__Consigne A__:
Répondez aux questions suivantes à partir de l'extrait sur la rudesse de la croix :
(i) Quels signes accompagnaient les actes de cet homme, d'après le premier paragraphe ?
(ii) De quoi Jésus avertit-il aujourd'hui ceux qui avaient mis la main à la charrue ?
(iii) Sous quels deux noms le dernier paragraphe désigne-t-il la colline vers laquelle marche cet homme ?
__Consigne B__: Prolongez l'extrait sur la rudesse de la croix en reprenant juste après sa dernière phrase.

__Extrait__:
_____

Treizième dimanche du temps ordinaire

Dernière mise à jour : 13 sept. 2023

La rudesse de la croix



Ils étaient partis sur la foi en la parole de cet homme. Parole directe d’un provocateur : « Le Royaume est arrivé jusqu’à vous » ! Parole d’autorité, comme celle des anciens prophètes parlant au nom de Dieu. A sa parole, il joignait les actes : « je fais et je dis », comme Dieu dont la parole est créatrice. Les aveugles étaient rendus à la vue, les paralysés étaient debout, les pauvres retrouvaient une espérance inattendue. Signe du Royaume en marche : « Le Royaume est arrivé jusqu’à vous » !

Le discours de Jésus aux disciples se termine et ceux qui ont suivi le Maître de Nazareth savent à quoi s’en tenir : ils avaient mis la main à la charrue et aujourd’hui il les avertissait : plus question de revenir en arrière. Il faut se décider, vraiment : « Que ton oui soit oui, que ton non soit non » ! L’urgence du Royaume presse Jésus.

« Le Royaume est arrivé jusqu’à vous… ! Si, par le baptême dans sa mort, nous avons été mis au tombeau avec lui, c’est pour que nous menions une vie nouvelle, nous aussi… Pensez donc que vous êtes vivants pour Dieu en Jésus-Christ ». La route qui est proposée aux disciples se dessine donc avec netteté : c’est la voie de la croix et de l’amour vécu dans sa radicalité. La loi des disciples n’est pas un aménagement des règles anciennes, elle s’identifie avec un homme qui marche vers une colline qui sera tout en même temps lieu d’offrande et lieu de glorification, Golgotha et Mont de la Transfiguration.

_____

__Données__:

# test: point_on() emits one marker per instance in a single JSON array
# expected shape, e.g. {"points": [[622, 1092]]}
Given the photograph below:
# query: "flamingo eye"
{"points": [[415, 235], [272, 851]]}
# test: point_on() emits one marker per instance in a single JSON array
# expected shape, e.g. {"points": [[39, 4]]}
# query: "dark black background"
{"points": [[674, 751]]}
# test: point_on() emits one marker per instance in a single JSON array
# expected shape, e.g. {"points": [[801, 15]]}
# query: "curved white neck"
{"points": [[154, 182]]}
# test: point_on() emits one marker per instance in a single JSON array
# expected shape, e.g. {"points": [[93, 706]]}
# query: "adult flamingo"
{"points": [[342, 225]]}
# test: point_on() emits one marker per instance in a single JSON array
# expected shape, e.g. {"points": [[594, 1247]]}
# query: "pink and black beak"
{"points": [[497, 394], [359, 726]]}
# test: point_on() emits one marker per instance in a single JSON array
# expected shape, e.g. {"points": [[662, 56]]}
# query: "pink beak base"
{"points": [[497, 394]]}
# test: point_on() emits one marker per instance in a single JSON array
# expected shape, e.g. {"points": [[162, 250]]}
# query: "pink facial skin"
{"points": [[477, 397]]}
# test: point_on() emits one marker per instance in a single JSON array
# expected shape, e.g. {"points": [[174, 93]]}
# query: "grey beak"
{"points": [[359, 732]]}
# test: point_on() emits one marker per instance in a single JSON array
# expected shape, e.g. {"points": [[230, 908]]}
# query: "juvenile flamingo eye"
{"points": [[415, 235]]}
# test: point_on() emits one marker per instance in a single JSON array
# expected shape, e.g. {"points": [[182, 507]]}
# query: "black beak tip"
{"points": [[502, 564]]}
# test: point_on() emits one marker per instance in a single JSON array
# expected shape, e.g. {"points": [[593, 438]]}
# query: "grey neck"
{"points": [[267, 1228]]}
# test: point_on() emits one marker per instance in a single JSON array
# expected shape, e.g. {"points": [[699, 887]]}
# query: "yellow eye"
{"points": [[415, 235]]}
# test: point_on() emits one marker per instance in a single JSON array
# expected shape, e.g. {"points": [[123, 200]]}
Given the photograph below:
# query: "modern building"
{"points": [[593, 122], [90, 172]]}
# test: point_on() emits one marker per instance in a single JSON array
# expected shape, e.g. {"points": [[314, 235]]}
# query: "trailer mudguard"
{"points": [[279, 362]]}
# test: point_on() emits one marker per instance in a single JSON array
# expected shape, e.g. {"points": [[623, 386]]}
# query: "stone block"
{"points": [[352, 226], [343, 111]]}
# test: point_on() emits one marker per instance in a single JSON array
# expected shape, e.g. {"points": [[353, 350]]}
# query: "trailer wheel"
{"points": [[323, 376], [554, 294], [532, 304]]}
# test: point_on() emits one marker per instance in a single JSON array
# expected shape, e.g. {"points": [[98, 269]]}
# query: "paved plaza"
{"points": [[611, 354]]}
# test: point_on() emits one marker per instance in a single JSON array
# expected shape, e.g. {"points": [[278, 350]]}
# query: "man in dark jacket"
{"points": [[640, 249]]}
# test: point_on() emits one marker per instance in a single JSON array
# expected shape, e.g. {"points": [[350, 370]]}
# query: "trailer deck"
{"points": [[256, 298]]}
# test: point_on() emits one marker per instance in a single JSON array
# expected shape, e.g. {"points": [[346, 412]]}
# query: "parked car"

_____

__Réponse A__:
(i) Les aveugles étaient rendus à la vue, les paralysés étaient debout et les pauvres retrouvaient une espérance inattendue.
(ii) Il les avertit qu'il n'est plus question de revenir en arrière.
(iii) Golgotha et Mont de la Transfiguration.

__Réponse B__:
Les mœurs qui s’inscriront dans la logique du Royaume ne seront jamais évidentes, car ce royaume n’est pas comparable au monde. Le disciple s’identifiera au Maître faisant de l’amour un véritable réflexe de vie. Aimer systématiquement sera le programme. Jésus met devant eux un geste qui est parmi les moins significatifs en soi, un geste banal, donner un verre d’eau. Il dévoile ce qui est engagé dans une attitude pourtant ordinaire : c’est, par anticipation, le mémorial du Jeudi Saint qui est livré. Le verre d’eau offert est élevé à la dignité du sacrement des temps nouveaux comme le lavement des pieds sera le testament du Seigneur appelé à réaliser sa présence réelle aux disciples devenus orphelins. Le « monde » livre l’amour aux caprices de nos humeurs, il abandonne la tendresse aux aléas de nos fidélités – on essaiera, on verra- le « monde » tolère les exclusives et les murs d’intolérances, il se fait une raison des dessèchements et des malformations de nos cœurs.


La loi du « Royaume » est toute autre : « Aime sans mesure ». L’amour devient signe distinctif lorsqu’il s’inscrit dans la logique de Celui qui a tout donné pour être le Maître.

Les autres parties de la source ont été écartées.